-- To be done --
Repeat word for word the lines starting with the one that contains "Shelf audit: locate every instance of the seated" and going on through the end of the entries.

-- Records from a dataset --
____

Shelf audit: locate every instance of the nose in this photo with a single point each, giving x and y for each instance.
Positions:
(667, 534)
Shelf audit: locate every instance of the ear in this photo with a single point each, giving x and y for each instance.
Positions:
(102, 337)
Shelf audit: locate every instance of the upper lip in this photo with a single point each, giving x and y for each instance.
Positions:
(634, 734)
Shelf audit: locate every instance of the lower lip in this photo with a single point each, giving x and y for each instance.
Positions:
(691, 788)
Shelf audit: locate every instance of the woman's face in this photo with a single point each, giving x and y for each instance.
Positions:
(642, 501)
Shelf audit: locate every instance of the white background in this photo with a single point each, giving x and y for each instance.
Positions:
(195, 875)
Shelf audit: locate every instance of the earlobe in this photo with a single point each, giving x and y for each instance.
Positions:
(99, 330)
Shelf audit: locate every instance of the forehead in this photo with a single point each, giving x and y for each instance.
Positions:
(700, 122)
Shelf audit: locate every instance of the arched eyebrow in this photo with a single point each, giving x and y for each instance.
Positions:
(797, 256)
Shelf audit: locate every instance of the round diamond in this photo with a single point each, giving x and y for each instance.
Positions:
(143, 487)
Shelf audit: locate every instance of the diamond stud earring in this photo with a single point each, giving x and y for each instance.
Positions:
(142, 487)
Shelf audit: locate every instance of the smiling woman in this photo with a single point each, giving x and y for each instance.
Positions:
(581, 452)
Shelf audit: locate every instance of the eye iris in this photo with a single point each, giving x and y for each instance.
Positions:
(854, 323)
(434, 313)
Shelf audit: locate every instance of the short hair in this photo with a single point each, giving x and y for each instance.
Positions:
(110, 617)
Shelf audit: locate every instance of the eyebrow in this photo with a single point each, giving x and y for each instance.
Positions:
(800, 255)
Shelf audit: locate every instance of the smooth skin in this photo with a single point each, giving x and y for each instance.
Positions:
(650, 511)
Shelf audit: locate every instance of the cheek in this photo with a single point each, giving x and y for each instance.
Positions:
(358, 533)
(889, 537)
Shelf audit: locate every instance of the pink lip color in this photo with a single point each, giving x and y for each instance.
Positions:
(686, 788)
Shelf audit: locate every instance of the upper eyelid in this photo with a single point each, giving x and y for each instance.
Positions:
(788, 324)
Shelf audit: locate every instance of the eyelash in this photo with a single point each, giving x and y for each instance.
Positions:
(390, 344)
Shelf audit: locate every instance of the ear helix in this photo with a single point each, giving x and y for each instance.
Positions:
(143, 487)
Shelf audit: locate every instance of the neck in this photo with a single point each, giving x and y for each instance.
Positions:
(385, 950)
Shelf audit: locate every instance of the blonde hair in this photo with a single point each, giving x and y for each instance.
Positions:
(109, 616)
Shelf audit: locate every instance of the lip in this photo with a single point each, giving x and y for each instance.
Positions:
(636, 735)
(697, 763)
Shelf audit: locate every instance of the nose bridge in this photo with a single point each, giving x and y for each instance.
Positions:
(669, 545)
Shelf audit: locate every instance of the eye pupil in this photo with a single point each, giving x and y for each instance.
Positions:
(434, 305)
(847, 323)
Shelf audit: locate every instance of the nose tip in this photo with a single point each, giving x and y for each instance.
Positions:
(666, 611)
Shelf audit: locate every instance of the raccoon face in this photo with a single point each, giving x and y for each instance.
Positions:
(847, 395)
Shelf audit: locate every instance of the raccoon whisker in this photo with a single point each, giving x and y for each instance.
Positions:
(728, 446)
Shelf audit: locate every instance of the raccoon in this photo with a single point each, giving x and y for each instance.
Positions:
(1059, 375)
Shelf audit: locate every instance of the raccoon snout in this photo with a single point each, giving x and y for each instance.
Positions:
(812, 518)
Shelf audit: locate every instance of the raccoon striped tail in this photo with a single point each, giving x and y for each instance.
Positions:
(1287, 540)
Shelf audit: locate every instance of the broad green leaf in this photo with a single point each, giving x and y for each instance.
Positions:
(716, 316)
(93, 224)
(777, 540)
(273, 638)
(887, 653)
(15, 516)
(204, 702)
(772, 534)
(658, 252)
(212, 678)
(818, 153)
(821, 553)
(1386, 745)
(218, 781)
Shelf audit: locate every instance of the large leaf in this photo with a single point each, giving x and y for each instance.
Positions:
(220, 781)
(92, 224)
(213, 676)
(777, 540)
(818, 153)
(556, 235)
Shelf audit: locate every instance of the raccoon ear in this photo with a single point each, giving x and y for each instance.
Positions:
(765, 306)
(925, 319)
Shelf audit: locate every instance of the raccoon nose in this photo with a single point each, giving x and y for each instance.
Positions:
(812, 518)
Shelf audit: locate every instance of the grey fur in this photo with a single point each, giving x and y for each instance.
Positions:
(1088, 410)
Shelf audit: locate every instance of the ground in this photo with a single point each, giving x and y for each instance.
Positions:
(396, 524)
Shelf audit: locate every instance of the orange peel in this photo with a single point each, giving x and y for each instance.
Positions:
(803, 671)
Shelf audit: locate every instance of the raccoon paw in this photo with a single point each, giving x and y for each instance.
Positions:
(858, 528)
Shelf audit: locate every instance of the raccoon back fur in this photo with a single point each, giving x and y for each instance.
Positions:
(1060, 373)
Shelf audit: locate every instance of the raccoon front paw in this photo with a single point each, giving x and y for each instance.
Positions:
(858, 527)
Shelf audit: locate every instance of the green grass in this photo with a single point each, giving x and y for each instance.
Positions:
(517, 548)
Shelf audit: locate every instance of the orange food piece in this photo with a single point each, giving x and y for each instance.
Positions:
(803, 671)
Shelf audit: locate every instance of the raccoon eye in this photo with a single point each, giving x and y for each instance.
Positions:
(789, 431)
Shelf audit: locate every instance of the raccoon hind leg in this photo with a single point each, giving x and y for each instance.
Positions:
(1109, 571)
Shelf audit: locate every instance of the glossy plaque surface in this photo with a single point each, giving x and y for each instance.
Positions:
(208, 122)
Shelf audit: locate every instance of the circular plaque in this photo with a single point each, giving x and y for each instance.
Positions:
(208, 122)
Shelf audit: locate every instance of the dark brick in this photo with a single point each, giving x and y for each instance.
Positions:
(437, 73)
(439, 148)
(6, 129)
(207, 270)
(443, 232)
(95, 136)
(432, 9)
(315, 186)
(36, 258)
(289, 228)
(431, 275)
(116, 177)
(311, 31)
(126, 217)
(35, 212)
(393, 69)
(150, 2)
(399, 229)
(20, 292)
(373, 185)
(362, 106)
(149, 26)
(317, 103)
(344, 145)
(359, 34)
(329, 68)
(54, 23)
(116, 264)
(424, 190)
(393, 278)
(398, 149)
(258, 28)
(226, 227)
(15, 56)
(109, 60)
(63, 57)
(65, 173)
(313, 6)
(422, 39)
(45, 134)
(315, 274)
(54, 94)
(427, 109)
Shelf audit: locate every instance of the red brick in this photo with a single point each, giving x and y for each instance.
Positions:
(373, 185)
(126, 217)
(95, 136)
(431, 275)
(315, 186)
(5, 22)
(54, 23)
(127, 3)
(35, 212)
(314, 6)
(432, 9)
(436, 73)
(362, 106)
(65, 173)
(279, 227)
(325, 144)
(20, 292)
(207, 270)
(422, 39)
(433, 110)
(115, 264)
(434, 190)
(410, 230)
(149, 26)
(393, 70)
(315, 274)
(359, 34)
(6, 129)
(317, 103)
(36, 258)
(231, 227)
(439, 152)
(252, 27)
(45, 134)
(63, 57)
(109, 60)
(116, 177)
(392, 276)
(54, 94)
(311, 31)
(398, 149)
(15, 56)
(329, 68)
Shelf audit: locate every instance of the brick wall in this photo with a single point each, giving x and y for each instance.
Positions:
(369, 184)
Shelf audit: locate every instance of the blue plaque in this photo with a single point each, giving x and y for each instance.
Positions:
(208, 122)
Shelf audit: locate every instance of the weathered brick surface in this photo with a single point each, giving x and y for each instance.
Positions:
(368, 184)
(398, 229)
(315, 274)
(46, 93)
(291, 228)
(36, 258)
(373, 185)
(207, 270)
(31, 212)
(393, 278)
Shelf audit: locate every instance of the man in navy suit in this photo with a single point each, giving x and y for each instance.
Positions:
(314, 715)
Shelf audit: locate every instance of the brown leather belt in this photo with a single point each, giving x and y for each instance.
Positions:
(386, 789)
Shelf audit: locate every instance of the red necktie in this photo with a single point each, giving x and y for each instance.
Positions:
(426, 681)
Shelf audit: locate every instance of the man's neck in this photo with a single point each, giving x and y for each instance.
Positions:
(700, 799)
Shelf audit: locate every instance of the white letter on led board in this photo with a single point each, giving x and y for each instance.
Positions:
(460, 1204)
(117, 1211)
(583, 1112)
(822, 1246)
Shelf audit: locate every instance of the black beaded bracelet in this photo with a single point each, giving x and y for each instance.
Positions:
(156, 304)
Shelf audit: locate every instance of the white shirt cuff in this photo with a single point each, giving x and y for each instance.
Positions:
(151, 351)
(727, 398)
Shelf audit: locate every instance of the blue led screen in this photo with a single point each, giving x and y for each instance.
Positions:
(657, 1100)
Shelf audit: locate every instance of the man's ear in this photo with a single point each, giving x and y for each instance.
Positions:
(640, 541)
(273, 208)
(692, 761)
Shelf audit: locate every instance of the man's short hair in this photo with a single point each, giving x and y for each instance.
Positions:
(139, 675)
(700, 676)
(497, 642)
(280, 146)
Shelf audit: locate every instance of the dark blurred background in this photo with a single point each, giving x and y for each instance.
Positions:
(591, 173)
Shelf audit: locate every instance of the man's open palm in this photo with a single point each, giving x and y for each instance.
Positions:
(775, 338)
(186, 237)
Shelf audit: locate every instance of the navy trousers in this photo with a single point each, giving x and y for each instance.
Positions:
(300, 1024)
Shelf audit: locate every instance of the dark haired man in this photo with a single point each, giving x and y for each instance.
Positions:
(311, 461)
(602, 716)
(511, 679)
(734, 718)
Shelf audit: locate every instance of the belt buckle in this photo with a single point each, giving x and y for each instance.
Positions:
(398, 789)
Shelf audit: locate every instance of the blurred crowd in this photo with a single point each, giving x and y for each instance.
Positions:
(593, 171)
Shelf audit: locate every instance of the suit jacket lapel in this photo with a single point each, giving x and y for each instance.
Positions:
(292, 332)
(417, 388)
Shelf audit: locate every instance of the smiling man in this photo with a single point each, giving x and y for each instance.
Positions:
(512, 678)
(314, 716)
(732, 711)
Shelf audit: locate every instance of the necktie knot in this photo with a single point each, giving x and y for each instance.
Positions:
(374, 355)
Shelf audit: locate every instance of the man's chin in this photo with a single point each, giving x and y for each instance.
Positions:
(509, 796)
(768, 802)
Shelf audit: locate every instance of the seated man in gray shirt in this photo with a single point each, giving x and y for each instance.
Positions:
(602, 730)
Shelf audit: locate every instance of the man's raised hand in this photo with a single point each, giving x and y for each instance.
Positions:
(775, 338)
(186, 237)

____

-- Answer to this task --
Shelf audit: locate every instance of the seated man in gray shirt in this photo with a single point each, giving x and y for each instance.
Positions:
(602, 730)
Shelf audit: locate every instance of the man's raised hand in this photo with a single point each, giving x and y for each instance.
Positions:
(775, 338)
(186, 237)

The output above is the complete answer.